■ ARBEITSAUFTRAG A
Beantworte anhand des Artikels über Syrien und die Chemiewaffen kurz diese Fragen:
(i) Mit welchem Land ließ sich Obama auf einen Deal ein?
(ii) Welches Amt hatte James Mattis inne?
(iii) In welchem Land hatte Macron einen vergleichsweise großen Einfluss?
■ ARBEITSAUFTRAG B
Schreib den Artikel über Macrons Drohungen gegen das Assad-Regime weiter, anschließend an seinen letzten Satz.

■ ARTIKEL
——
Für viele hat US-Präsident Barack Obama damals den Krieg in Syrien verloren: Trotz seiner Drohung, er würde im Falle eines Einsatzes von Chemiewaffen mit Militärgewalt gegen das Assad-Regime vorgehen, ließ er sich auf einen Deal mit Russland ein. Für die einen war es einer der vielen weitsichtigen Momente von Obama, für die anderen eine machtpolitische Schwächung der USA. Nun droht Frankreichs Präsident Emmanuel Macron damit, in Syrien zuzuschlagen, sollte es Beweise für den Einsatz von C-Waffen geben.
Nicht mitgekriegt? Sie nicht allein.
Im Wahnsinn der Trumpschen Präsidentschaft ging am 8. Februar eine zentrale Information unter: US-Verteidigungsminister James Mattis gab zu, dass die USA bis heute keine Beweise für den Einsatz von C-Waffen durch das Assad-Regime hätten. Das zeigt, wie groß der Unterschied zwischen dem US-Verteidigungsministerium und dem Weißen Haus mittlerweile ist, das sich seine Wahrheiten oft zusammenbastelt, um Interventionen zu rechtfertigen. Seit 2013 gibt es Zweifel daran, dass Assad C-Waffen verwendet haben soll.
Einfallslos
Man muss kein Macron-Bashing betreiben, um zu erkennen, dass Frankreichs Präsident ähnlich wie seine Vorgänger Realpolitik mit Blick auf den Nahen Osten betreibt. Während er in Libyen einen vergleichsweise großen Einfluss hatte, kann er mit Blick auf Syrien nur im Schatten von den USA und Russland stehen. Gleiches gilt für Großbritannien. Würde Macron seine Drohung rund um die „roten Linien“ ernst meinen, würde er es nicht bei leeren Drohungen belassen. Gleichzeitig ist Macron selbst weitsichtig genug, um zu wissen, dass der Sturz von Assad jetzt nur noch mehr Chaos bedeuten würde.
——
[Beschriftungen der Objektpunkte]

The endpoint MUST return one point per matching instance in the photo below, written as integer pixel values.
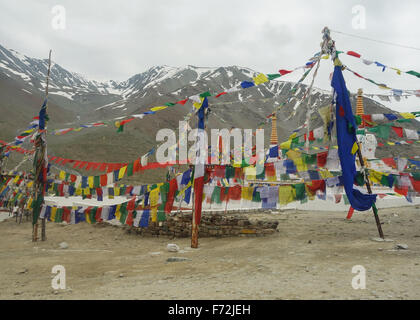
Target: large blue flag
(346, 140)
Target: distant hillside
(75, 100)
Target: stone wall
(212, 225)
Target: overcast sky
(106, 39)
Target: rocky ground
(310, 257)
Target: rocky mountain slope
(75, 100)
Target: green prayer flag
(273, 76)
(59, 215)
(414, 73)
(96, 181)
(230, 172)
(300, 191)
(205, 94)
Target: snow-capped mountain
(77, 100)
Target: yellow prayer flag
(286, 145)
(286, 194)
(118, 212)
(354, 148)
(158, 108)
(197, 105)
(90, 181)
(375, 176)
(407, 115)
(53, 213)
(121, 173)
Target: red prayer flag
(398, 131)
(182, 101)
(283, 72)
(354, 54)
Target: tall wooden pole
(328, 46)
(369, 189)
(39, 186)
(43, 228)
(194, 226)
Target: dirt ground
(310, 257)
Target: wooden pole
(375, 210)
(43, 224)
(39, 187)
(194, 226)
(328, 46)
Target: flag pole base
(194, 236)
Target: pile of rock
(212, 225)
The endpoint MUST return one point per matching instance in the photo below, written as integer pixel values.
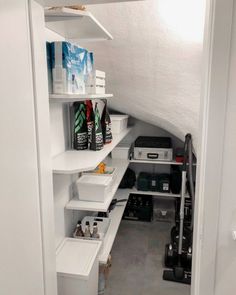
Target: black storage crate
(139, 207)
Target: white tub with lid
(77, 267)
(118, 123)
(94, 188)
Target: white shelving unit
(76, 204)
(71, 162)
(81, 2)
(75, 25)
(156, 162)
(116, 216)
(66, 98)
(169, 195)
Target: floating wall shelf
(75, 25)
(71, 162)
(64, 98)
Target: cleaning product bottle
(90, 120)
(106, 124)
(87, 232)
(95, 231)
(97, 138)
(78, 231)
(80, 130)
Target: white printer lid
(75, 257)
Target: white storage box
(77, 267)
(110, 171)
(94, 188)
(97, 84)
(118, 123)
(121, 151)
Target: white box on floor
(77, 267)
(118, 123)
(96, 85)
(121, 151)
(94, 188)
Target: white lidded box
(97, 84)
(109, 171)
(94, 188)
(121, 151)
(118, 123)
(77, 267)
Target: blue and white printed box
(69, 67)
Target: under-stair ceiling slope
(153, 64)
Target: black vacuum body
(178, 253)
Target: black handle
(152, 156)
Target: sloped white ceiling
(153, 64)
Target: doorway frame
(213, 102)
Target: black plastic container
(139, 207)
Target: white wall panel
(225, 282)
(21, 267)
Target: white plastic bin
(97, 85)
(118, 123)
(110, 171)
(122, 151)
(94, 188)
(77, 267)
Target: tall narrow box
(69, 68)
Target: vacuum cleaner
(178, 254)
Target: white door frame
(216, 57)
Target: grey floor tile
(137, 261)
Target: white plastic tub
(77, 267)
(110, 171)
(122, 151)
(118, 123)
(94, 188)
——
■ ERWARTETE ANTWORT A
(i) Mit Russland.
(ii) Er war US-Verteidigungsminister.
(iii) In Libyen.

■ ERWARTETE ANTWORT B
Wer behauptet so etwas?
Der offizielle UN-Bericht rund um die Giftgasangriffe von Ghuta hat nur bestätigt, dass Sarin eingesetzt wurde. Es wurde jedoch nie nachgewiesen, wer das Giftgas verwendet hat. Experten im Bereich der C-Waffen wie Hans Blix, Scott Ritter, Gareth Porter oder Theodore Postol haben immer wieder darauf hingewiesen, dass aus technischer Sicht vieles dafür spricht, dass die Opposition für den Angriff von Ghuta verantwortlich ist. Etwa mit dem Ziel, eine Militärintervention gegen Assad auszulösen.
Die Einschätzungen
Das besonders Heikle rund um die C-Waffen-Diskussion ist die Tatsache, dass sie sich zu einer selbsterfüllenden Prophezeiung entwickeln kann. Im Falle von Barack Obama führten die Drohungen am Ende gar in eine Sackgasse. Seine Berater sollen ihm von einem Angriff abgeraten haben. Emmanuel Macron scheint nun einen ähnlichen Fehler zu begehen, weil es nicht das erste Mal ist, dass er im Falle der Überschreitung der „roten Linien“ mit einem militärischen Angriff gegen Assad droht.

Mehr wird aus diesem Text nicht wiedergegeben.